**PROBLEM SET**
1. According to the passage about Shapiro, what is there no good substitute for?
2. Please copy the passage about Shapiro starting with "Shapiro explores the" and going on through "the precious flesh.", substituting "Roman tragedy" for "Greek tragedy".

**PROVIDED TEXT**
BEGIN

Shapiro explores the relationship between art and suffering. He says that the difference between what one’s suffer in the daily lives and the suffering enacted in a Greek tragedy has to do with how that suffering is shaped and ordered. He concludes by saying that he wants the kind of art that admits it is giving a song and dance when it transforms suffering into pleasure, pain into insight, life into clarifying images of life; the kind of art that recognizes there is no good substitute for the precious flesh.

END

**INFORMATION SUPPLIED**
BEGIN

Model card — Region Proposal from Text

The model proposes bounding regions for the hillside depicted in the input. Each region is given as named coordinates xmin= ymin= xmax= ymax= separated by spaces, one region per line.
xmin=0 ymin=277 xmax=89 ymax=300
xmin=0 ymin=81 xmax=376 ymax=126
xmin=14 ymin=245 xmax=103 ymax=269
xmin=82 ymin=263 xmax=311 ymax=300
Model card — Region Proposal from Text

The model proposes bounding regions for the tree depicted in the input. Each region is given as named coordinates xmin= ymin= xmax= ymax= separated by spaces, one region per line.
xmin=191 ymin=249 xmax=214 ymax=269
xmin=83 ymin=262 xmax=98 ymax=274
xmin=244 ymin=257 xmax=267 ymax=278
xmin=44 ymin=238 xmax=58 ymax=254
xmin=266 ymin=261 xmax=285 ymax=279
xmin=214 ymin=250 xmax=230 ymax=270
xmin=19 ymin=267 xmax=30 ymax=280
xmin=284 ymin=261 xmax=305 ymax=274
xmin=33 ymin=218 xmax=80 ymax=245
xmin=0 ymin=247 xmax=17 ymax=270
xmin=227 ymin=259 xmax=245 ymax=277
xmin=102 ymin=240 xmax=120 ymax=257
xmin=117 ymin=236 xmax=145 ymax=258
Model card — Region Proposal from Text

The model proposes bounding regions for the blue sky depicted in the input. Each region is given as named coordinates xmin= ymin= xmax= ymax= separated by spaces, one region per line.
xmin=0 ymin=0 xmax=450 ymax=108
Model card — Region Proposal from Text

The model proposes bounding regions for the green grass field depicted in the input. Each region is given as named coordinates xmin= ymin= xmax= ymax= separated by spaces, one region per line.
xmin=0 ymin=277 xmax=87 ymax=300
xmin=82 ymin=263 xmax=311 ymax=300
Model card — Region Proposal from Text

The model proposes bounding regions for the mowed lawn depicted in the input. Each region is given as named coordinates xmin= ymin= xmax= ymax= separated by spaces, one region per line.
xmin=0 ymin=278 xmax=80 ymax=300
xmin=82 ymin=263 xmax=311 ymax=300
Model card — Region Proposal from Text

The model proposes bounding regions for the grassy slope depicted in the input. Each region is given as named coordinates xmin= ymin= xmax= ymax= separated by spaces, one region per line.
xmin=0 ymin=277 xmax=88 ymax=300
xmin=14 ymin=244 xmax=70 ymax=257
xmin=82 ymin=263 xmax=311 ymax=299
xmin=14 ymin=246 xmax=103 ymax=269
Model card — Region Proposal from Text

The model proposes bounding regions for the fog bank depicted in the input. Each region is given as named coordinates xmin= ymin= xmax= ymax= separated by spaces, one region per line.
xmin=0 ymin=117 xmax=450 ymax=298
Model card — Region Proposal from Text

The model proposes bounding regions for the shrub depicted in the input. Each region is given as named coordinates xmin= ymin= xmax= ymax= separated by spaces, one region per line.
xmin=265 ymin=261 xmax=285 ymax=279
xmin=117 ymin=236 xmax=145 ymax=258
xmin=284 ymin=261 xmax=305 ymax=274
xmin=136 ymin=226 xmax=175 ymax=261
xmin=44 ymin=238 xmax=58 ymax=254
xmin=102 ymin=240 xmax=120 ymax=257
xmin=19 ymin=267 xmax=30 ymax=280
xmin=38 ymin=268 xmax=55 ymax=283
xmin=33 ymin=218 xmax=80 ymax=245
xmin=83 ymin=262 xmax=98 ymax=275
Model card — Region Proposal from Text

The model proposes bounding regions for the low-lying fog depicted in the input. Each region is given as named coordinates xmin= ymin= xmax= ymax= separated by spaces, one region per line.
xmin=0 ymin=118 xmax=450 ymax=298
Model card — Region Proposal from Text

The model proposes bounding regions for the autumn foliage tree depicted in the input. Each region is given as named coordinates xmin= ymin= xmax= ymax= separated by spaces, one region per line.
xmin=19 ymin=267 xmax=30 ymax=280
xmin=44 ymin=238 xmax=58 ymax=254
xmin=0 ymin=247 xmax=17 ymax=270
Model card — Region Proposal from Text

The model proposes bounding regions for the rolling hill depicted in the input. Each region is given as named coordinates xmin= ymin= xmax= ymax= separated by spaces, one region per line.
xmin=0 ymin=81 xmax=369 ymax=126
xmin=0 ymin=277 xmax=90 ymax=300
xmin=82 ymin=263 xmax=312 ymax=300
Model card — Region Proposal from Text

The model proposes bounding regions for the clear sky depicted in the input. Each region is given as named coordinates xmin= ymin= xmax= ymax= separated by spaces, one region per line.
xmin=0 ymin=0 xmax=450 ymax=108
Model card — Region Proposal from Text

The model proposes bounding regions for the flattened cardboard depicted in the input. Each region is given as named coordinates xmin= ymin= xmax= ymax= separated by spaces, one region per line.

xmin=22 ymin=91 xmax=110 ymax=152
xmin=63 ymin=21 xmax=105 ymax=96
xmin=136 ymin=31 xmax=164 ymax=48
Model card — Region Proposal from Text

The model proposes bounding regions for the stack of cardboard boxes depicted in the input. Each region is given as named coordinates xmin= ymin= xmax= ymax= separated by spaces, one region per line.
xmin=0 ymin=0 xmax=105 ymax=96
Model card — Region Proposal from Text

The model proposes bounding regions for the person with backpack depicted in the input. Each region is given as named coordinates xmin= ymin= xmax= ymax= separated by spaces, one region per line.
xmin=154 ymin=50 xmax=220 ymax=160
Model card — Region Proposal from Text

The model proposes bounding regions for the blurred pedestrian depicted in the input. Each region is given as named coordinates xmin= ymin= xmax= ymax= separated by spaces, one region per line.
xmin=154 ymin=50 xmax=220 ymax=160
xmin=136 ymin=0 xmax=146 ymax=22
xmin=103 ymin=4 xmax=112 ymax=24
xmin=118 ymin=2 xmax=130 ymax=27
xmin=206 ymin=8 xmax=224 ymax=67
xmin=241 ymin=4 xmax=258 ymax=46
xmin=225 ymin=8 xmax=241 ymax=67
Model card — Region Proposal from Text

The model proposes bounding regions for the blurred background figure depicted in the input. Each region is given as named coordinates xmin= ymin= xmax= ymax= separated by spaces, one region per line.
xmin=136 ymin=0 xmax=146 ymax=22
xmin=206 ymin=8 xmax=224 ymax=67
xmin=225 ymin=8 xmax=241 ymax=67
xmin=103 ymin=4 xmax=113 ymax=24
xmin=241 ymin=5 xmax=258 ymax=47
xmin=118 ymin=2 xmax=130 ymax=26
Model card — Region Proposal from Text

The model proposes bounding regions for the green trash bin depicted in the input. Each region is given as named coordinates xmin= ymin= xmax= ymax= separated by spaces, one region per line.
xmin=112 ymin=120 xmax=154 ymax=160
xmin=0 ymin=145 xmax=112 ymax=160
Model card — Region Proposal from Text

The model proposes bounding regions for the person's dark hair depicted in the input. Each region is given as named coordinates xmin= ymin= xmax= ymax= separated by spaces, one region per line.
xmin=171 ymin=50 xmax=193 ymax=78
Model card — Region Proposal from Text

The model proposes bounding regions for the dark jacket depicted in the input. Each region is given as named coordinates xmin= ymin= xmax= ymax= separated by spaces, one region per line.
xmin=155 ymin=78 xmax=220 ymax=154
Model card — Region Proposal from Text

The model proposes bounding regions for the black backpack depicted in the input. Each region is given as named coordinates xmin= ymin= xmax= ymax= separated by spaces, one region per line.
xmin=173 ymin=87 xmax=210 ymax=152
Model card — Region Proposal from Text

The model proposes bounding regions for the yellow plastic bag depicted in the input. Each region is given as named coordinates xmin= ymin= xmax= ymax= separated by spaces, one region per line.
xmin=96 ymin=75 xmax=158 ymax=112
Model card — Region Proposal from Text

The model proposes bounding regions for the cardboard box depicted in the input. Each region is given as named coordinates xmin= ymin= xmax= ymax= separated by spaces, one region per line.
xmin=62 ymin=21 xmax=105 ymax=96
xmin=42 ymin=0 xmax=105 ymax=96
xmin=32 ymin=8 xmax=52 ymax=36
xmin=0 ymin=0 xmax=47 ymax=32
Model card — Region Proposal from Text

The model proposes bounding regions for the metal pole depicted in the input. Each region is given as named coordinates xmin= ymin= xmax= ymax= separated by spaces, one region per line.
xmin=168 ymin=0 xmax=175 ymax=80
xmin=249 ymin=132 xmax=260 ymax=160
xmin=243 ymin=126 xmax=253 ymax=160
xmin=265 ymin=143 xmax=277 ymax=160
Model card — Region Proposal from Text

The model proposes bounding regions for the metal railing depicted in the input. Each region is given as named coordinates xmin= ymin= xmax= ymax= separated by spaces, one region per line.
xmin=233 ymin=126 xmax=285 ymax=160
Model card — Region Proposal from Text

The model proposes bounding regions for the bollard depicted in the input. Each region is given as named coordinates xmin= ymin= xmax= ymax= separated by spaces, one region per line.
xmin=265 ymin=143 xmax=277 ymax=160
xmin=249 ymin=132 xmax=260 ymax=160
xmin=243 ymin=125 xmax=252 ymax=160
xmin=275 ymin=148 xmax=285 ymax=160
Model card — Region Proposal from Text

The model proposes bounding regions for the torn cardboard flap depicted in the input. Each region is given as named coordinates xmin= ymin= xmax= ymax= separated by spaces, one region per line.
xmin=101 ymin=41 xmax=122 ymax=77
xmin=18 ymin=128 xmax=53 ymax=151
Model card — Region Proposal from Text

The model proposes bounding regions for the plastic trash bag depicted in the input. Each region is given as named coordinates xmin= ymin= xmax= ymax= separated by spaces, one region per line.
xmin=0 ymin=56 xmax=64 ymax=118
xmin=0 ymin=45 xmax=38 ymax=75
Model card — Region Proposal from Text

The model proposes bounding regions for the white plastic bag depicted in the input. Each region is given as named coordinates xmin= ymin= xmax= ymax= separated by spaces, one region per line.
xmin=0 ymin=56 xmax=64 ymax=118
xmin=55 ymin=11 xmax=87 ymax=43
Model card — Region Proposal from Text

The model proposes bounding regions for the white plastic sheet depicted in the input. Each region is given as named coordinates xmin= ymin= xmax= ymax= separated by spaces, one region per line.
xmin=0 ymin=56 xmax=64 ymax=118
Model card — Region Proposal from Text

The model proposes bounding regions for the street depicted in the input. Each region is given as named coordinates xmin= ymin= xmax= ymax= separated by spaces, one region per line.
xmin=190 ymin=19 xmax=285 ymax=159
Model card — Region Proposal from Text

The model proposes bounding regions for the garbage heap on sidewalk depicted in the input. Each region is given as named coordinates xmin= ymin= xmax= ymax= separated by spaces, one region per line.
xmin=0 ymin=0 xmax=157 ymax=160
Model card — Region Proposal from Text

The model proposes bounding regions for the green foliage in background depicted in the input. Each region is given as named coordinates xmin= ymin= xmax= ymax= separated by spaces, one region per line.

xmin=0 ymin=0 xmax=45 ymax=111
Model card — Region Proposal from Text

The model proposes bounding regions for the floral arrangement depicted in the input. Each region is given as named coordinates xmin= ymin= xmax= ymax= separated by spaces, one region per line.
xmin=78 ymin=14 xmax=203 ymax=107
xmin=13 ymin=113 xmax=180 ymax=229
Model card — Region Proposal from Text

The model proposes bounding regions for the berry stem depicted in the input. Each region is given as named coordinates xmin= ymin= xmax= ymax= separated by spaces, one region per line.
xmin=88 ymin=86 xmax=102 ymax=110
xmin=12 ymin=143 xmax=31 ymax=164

END

**SET OF ANSWERS**
1. The precious flesh.

2.
Shapiro explores the relationship between art and suffering. He says that the difference between what one’s suffer in the daily lives and the suffering enacted in a Roman tragedy has to do with how that suffering is shaped and ordered. He concludes by saying that he wants the kind of art that admits it is giving a song and dance when it transforms suffering into pleasure, pain into insight, life into clarifying images of life; the kind of art that recognizes there is no good substitute for the precious flesh.